=== THE TASK ===
Look at every line below and count those containing "hard". Answer with the number only.

=== Data extracted from a collection ===

Start of Block

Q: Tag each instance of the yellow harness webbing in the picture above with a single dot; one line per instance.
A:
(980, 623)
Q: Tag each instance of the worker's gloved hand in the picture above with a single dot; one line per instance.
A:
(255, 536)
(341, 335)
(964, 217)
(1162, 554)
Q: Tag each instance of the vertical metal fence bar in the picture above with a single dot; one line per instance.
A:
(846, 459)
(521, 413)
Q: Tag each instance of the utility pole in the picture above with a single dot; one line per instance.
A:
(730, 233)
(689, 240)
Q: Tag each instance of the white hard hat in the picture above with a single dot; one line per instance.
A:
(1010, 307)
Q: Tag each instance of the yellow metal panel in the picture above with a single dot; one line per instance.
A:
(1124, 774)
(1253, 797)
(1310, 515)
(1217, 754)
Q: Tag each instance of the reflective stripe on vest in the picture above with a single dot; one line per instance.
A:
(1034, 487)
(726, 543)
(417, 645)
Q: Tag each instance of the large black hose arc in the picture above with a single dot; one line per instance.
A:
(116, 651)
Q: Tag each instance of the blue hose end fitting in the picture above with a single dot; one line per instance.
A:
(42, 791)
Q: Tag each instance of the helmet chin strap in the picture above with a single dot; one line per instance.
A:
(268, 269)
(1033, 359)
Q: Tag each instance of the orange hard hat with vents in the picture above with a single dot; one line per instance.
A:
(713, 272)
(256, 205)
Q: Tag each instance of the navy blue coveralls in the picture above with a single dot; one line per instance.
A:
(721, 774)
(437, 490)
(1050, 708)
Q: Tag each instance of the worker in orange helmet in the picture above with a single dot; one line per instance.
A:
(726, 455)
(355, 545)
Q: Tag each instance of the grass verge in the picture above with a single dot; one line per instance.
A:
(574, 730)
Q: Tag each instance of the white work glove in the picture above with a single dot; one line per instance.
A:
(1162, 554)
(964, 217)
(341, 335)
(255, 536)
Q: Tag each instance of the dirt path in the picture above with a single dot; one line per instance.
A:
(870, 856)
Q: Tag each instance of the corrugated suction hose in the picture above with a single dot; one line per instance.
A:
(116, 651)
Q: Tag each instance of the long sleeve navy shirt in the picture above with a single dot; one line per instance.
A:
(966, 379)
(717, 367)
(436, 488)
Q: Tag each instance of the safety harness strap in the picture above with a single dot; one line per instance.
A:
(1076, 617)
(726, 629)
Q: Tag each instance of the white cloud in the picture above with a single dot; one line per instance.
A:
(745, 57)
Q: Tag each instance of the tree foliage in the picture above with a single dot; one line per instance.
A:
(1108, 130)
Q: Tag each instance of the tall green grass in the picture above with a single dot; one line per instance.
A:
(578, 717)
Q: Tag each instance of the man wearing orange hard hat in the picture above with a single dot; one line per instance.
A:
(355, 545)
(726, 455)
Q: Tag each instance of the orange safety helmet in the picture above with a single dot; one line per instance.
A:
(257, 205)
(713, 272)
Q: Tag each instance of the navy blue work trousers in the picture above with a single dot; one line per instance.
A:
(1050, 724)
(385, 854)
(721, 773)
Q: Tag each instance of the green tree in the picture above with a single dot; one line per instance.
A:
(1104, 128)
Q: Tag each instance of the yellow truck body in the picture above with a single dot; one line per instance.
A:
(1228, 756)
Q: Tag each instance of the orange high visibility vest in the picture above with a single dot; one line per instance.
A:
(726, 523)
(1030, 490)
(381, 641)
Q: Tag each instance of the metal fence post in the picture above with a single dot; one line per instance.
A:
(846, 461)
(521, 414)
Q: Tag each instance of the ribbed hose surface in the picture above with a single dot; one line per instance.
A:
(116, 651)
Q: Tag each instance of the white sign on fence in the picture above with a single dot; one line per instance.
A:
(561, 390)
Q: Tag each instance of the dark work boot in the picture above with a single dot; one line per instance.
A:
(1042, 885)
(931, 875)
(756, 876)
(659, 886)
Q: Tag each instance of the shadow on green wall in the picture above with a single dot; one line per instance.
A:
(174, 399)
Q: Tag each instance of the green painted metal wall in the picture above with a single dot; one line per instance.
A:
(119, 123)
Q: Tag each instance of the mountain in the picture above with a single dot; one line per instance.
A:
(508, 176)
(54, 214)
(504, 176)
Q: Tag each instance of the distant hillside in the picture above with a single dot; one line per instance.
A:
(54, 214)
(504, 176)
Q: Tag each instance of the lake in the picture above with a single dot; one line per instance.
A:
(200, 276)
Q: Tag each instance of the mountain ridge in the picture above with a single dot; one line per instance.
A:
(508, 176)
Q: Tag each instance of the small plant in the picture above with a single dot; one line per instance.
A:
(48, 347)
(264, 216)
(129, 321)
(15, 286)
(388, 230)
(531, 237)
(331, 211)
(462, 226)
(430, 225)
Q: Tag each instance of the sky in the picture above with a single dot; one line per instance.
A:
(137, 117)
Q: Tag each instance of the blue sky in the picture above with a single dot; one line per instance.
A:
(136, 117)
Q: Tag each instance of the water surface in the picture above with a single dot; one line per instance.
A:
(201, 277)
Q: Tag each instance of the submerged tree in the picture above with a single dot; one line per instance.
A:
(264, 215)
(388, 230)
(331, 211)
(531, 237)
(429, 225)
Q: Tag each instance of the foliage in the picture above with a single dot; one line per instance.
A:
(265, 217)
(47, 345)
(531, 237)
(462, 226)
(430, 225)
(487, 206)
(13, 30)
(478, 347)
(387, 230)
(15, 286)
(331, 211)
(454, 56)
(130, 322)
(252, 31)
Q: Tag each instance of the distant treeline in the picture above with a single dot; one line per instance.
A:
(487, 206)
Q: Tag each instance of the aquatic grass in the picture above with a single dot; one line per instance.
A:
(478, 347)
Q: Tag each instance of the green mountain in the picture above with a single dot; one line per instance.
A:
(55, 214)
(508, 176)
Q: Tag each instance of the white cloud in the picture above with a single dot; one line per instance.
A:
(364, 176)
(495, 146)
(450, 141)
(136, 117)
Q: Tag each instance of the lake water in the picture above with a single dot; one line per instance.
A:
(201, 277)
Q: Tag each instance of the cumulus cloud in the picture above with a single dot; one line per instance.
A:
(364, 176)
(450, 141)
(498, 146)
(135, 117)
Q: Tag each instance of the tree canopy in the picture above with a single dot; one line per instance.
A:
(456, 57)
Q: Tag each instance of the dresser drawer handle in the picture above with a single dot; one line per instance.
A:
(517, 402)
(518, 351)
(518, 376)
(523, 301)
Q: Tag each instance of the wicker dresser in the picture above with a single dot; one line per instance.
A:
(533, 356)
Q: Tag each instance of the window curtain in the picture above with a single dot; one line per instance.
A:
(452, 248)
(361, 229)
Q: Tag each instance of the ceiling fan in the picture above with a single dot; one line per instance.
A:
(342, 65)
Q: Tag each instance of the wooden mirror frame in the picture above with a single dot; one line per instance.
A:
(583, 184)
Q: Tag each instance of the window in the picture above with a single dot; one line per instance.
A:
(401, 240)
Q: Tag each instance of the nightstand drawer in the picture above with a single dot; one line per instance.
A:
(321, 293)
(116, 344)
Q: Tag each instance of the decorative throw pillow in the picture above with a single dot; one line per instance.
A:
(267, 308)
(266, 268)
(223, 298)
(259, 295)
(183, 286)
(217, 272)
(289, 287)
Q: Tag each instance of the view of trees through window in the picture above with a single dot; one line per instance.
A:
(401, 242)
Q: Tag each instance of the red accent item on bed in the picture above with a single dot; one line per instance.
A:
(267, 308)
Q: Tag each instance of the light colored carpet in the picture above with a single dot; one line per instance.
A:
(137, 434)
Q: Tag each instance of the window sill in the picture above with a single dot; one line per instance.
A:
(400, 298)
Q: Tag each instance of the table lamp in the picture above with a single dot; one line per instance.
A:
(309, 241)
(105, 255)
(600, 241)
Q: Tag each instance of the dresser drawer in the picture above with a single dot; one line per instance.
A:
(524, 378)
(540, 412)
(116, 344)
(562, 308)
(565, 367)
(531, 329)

End of Block

=== TASK RESULT ===
3